Provided passage —
++++++++++++++++++++
La Capitana Shipwreck - Potosi mint scandal coin - 8 (7 1/2) Reales - Dated 16XX

Denomination: 8 Reales (7 1/2)                                               
Weight: 26.89 gm
Date: 16XX                                                                             
Mint: Potosi
Assayer: "O" Rosa “the wheel”                                                 
Grade: XF
Description: Philip IV " La Capitana" Cob. Counter stamped “F”. This counter stamp has a C1 rating on the rarity scale. C1 was somewhat common. (Saltwater Effect). Obverse: Bold strike on Greek Cross side.  Partial date of 16XX visible. Reverse: Clear and bold strike on the Hapsburg Shield side.  Crow marked with a crown over “F”. the mint mark, Assayer, denomination “8”, are all clearly visible. A solid survivor from the Potosi Scandal, showing a good stamp, clear host features and a good weight.
History: The wreck of the Capitana, or the lead ship of the Spanish South Seas.
(Pacific) Fleet, would become the largest loss ever experienced by the Spanish armada. After striking the Punta Santa Elena reefs, The Jesus María de la Limpia Concepción lost a reported 3,000,000 pesos of silver, extended to a total of approximately 10 million pesos when considering the un-recorded contraband and treasure aboard. Sadly, due to the unregistered cargo that was stored atop the anchor cables and foredeck, the crew was unable to use the anchors for safe stoppage. For context, the entire annual silver production in Peru was around 6-7 million pesos, suggesting that the Concepción was carrying almost one and a half years of peso production. For eight years after the wreck, the Spanish managed to salvage a vast majority of the lost 'official' 3 million pesos and would later recover even more coins, causing a scandal due to the mismatch of monetary records. Ironically, and sadly, the main salvager of the wreck was the Concepción's silver master, Bernardo de Campos, who is blamed for the overload of unregistered contraband that contributed to the ship's tragedy. The lowest deck would be unreachable until modern divers and salvaging equipment were used during the mid-1990s. After equally splitting the recovered coins with the Ecuadorian government in 1998, officially around 2,500 coins would appear at auction in 1999. These were almost exclusively Potosí 8 and 4 Reales that were in excellent condition, including countermarked issues (1649-1652), transitional issues of 1652, and post-transitional pillars-and-waves cobs (1653-1654).
++++++++++++++++++++
Available data —
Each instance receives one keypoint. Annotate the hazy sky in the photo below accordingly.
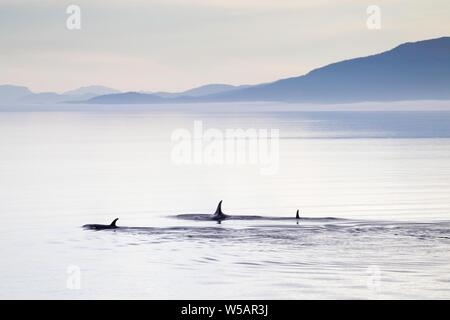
(177, 44)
++++++++++++++++++++
Requirement A —
Check each statement against the La Capitana coin listing and mark it yes or no, quoting the words that decide it. (i) The coin was struck at the Potosi mint. (ii) Spanish salvagers reached the wreck's lowest deck during the eight years after the sinking. (iii) The recovered coins were divided equally with the Ecuadorian government.
Requirement B —
Pick up the La Capitana coin listing after its final sentence and keep writing.
The data above is separate from the La Capitana coin listing.

Response box A —
(i) Yes: "Mint: Potosi"
(ii) No: "The lowest deck would be unreachable until modern divers and salvaging equipment were used during the mid-1990s."
(iii) Yes: "After equally splitting the recovered coins with the Ecuadorian government in 1998"

Response box B —
Historical Note: Organized by the assayers and other mint workers, the plan behind the "Potosi Scandal" was to reduce the purity of their coins while the thieves kept the remaining silver for themselves. The impacts were immense, even shaking Spain's reputation with the Asian trade, where merchants had the upmost trust for the Spanish Cob's silver quality. A transition of coinages occurred, full of unsuccessful attempts to uniformize the currency, one of them being the countermarking of the scandal coins with Crowned letters (or crowns alone), reducing the 8 Reales to 7 1/2 Reales. To set in stone the "New Potosi mint", a new style of Cobs was created (Pillars and Waves) and the scandal coins, countermarked or not, were to be re-melted/destroyed.